From the records below, select and copy each line that contains the string "woman".

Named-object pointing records
_ _ _ _ _
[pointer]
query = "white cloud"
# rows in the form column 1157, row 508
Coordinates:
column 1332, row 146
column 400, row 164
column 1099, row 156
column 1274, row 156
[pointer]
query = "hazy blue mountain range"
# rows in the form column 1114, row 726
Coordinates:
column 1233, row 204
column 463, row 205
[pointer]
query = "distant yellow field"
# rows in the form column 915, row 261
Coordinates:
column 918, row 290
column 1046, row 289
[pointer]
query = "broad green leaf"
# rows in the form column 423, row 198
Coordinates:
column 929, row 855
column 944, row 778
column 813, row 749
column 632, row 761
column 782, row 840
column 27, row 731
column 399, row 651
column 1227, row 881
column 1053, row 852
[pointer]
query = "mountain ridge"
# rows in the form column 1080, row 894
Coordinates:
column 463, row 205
_ _ _ _ _
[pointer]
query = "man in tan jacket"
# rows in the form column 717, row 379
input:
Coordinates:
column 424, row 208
_ _ _ _ _
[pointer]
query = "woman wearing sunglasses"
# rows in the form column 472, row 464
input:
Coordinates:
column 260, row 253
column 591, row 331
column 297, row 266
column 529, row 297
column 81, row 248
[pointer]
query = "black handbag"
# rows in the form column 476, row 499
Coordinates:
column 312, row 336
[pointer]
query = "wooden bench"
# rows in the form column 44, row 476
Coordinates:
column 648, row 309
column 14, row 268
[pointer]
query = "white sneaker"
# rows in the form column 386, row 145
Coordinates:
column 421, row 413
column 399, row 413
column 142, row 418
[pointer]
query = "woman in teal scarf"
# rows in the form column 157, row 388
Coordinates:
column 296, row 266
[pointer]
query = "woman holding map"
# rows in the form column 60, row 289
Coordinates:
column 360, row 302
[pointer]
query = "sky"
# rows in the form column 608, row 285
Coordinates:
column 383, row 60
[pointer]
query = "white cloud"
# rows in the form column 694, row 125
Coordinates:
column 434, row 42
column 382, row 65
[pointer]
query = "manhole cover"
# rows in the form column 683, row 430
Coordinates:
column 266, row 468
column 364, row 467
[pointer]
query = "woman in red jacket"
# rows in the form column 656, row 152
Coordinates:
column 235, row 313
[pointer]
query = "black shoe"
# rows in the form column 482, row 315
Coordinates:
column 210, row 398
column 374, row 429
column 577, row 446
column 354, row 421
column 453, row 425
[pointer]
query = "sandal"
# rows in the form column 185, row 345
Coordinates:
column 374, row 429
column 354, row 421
_ _ _ _ _
SOLUTION TO THIS TASK:
query = "woman wearing sunglasses"
query = "woman in teal scarf"
query = "woman holding map"
query = "woman in red jacket"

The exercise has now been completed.